Görev yönergesi:
Aşağıdaki alıntı metne göre şu ifadelerin her birinin doğru olup olmadığını belirtin. Her biri için evet ya da hayır deyin ve kararı belirleyen sözleri metinden değiştirmeden alıntılayın.
1. Seyda, Müslümanlar arasında iyi ilişkiler olması gerektiğini onayladı.
2. Herhangi bir devletle bilim ve ticaret gibi konularda iyi ilişkiler kurulabilir.
3. İslam ülkeleri arasında uhuvveti engelleyen üç ciddi sorun vardır.

Alıntı metin:
.....

Yıllar önceydi.
Yüzünden nur akan yaşlıca bir seyda sohbet sonrası “Varsa sorularınız alabilirim.” dedi.
“Müslümanlar arasında iyi ilişkiler olmalı değil mi?” diye sordu biri.
“Hayır!” dedi seyda.
Şoke olmuştu herkes benim gibi.
Ne demek?
“İyi ilişkiler müslimlerle gayr-ı müslimler arasında olur, Müslümanlar ise kardeştir. Uhuvvet hukuku ile birbirlerine bağlıdırlar.” deyince mesele anlaşılmıştı.
Seydanın dile getirdiği bu hakikat sadece bireysel olarak değil, elbette hem toplumsal hem de devletlerarası hukuk için geçerlidir.
Saldırmazlık, çatışmasızlık, bilim, güvenlik ve ticaret gibi hususlar üzerine herhangi bir devletle iyi ilişkiler kurulabilir.
İslam ülkeleri ile kurulacak ilişkilerin ise kardeşlik temelinde olması icap eder.
“Kardeşlik kurulacak kaç İslam ülkesi kalmış?” sorusu, sorulması gereken en önemli ve en can yakıcı sorudur.
Bugün itibarı ile İslam ülkeleri arasında uhuvveti engelleyen ve temeli iki asır öncesine dayanan iki ciddi sorun vardır:
1-Vesayetçi anlayış
2-Tam bağımsızlık
Sykes-Picot denilen anlaşma ile vesayetçi anlayışların çerçevesi belirlenerek emperyalizm nam-ı hesabına adeta bir “kahya düzeni” oluşturulmuştur.
Bağımsızlık hususundaki temel sorun ise, bahse konu ülkelerin iktisadi, idari, ticari, askeri alanlar başta olmak üzere hiçbir alanda yerli olamamalarıdır.

.....

Bir etiketleme veri kümesinden kayıtlar:
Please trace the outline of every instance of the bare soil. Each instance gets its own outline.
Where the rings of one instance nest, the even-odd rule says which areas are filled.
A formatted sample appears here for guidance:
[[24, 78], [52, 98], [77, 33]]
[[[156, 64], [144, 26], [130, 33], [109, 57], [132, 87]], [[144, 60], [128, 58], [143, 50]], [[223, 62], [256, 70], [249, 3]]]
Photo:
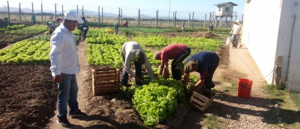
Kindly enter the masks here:
[[54, 115], [57, 87], [48, 66], [0, 65], [0, 126], [40, 128]]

.....

Yazılı çözüm:
1. Hayır: «“Hayır!” dedi seyda.»
2. Evet: «Saldırmazlık, çatışmasızlık, bilim, güvenlik ve ticaret gibi hususlar üzerine herhangi bir devletle iyi ilişkiler kurulabilir.»
3. Hayır: «temeli iki asır öncesine dayanan iki ciddi sorun vardır»